PAGE EXTRACT:
※

ONE error into which Princes, unless they are very prudent or very fortunate in their choice of friends, are apt to fall, is of so great importance that I must not pass it over. I mean in respect of flatterers. These abound in Courts, because men take such pleasure in their own concerns, and so deceive themselves with regard to them, that they can hardly escape this plague; while even in the effort to escape it there is risk of their incurring contempt.

For there is no way to guard against flattery but by letting it be seen that you take no offence in hearing the truth: but when everyone is free to tell you the truth respect falls short. So a prudent Prince should follow a middle course, by choosing certain discreet men from among his subjects, and allowing them alone the freedom to speak their minds on any matter on which he asks their opinion, and on none other. But he ought to ask their opinion on everything, and after hearing what they have to say, should reflect and judge for himself. And with these counsellors collectively, and with each of them separately, his bearing should be such that each and all of them may know that the more freely they declare their thoughts the better they will be liked. Besides these, the Prince should hearken to no others, but should follow the course determined on, and afterwards adhere firmly to his resolves. Whoever acts otherwise is either undone by flatterers, or from continually vacillating as opinions vary, comes to be held in light esteem.

※

SET TASKS:
1. Answer these questions from the passage on flatterers:
(a) Where do flatterers abound?
(b) From among whom should a prudent Prince choose the men allowed to speak their minds?
(c) What becomes of one who acts otherwise and keeps vacillating as opinions vary?
2. Copy the passage on flatterers from "ONE error into" to "their incurring contempt.", renaming "Courts" as "palaces".

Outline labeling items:
※

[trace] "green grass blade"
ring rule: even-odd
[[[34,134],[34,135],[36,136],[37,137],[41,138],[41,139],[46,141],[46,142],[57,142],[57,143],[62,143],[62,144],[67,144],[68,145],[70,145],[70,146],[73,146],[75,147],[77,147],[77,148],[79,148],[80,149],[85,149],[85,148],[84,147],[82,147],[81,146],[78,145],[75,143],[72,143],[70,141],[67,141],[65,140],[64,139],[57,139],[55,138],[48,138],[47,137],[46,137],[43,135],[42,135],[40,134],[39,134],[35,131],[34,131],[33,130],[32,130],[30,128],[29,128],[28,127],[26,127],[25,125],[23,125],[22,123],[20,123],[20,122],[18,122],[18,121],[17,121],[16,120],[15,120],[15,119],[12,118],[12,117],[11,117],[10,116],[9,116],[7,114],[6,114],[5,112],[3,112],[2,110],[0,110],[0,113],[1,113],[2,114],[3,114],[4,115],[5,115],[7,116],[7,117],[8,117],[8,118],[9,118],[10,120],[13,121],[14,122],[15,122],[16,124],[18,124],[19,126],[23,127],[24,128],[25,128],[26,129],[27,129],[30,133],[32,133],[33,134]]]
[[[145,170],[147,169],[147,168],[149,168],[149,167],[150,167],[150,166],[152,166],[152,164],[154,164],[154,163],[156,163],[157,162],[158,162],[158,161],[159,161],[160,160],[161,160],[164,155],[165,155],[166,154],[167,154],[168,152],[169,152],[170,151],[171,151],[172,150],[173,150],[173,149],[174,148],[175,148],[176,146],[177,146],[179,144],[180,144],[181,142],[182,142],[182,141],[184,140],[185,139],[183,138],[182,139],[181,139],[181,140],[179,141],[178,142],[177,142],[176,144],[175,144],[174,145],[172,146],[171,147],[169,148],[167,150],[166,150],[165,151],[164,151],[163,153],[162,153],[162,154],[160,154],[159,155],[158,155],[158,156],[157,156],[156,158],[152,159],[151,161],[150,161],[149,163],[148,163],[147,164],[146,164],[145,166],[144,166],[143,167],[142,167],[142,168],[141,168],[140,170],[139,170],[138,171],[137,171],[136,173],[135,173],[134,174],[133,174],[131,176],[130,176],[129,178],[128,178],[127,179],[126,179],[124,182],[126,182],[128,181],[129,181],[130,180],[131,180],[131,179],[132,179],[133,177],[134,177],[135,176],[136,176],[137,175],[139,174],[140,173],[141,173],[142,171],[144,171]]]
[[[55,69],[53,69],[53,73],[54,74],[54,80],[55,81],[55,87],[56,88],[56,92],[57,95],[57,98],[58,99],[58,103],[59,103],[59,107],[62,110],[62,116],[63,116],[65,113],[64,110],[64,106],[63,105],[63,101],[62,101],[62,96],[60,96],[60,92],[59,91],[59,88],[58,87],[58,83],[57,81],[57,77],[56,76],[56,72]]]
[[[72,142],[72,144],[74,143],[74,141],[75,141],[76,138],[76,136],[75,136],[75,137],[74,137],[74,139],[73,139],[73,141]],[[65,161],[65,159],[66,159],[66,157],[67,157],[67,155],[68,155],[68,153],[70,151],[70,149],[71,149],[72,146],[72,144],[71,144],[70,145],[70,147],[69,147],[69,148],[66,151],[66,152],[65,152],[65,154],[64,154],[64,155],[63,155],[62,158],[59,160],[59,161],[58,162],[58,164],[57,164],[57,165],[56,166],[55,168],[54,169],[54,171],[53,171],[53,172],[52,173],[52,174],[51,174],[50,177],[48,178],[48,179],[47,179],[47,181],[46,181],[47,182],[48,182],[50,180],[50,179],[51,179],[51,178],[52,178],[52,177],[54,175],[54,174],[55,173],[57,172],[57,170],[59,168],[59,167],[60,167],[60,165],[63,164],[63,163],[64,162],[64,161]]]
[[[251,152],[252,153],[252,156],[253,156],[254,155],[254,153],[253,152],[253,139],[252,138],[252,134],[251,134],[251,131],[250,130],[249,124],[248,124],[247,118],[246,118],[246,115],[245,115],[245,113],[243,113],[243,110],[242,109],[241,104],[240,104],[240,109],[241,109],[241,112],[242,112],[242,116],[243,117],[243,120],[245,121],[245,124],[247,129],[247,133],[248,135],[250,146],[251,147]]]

※

RESULTS OF THE EXERCISE:
1.
(a) In Courts.
(b) From among his subjects; he should choose certain discreet men.
(c) He comes to be held in light esteem.

2.
ONE error into which Princes, unless they are very prudent or very fortunate in their choice of friends, are apt to fall, is of so great importance that I must not pass it over. I mean in respect of flatterers. These abound in palaces, because men take such pleasure in their own concerns, and so deceive themselves with regard to them, that they can hardly escape this plague; while even in the effort to escape it there is risk of their incurring contempt.